Task requirements:
Whenever a line in the records below holds the string "image", copy it out.

Extracted material:
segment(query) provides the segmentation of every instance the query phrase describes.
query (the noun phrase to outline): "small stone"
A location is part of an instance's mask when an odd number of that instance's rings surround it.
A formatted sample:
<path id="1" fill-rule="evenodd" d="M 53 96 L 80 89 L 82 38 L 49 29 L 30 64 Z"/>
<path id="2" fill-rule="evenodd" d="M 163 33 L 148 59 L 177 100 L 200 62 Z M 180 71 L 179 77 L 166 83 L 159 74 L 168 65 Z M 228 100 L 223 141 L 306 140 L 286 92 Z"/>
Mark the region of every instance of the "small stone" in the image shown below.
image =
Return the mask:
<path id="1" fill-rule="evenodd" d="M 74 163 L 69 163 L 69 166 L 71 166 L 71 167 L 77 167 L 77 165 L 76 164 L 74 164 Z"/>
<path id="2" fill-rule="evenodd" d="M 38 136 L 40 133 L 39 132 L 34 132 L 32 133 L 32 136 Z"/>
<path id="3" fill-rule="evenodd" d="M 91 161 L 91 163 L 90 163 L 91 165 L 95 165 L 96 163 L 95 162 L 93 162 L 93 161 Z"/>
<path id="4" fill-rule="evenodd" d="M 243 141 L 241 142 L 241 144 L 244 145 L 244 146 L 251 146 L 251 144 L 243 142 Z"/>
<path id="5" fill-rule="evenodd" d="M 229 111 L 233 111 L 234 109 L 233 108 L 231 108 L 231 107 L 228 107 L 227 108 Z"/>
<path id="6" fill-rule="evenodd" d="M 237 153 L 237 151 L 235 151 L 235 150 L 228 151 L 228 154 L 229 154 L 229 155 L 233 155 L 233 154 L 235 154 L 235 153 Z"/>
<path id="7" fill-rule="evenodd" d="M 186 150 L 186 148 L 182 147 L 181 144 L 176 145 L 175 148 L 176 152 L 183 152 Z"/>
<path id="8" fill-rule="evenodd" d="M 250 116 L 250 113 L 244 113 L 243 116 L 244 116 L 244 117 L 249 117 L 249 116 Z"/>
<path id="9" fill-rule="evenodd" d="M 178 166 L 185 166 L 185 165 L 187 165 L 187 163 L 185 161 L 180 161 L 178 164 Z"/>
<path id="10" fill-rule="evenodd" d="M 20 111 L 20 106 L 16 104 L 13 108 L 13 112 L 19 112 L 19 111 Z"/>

Solution for this problem:
Mark the region of every instance of the "small stone" in the image shown below.
image =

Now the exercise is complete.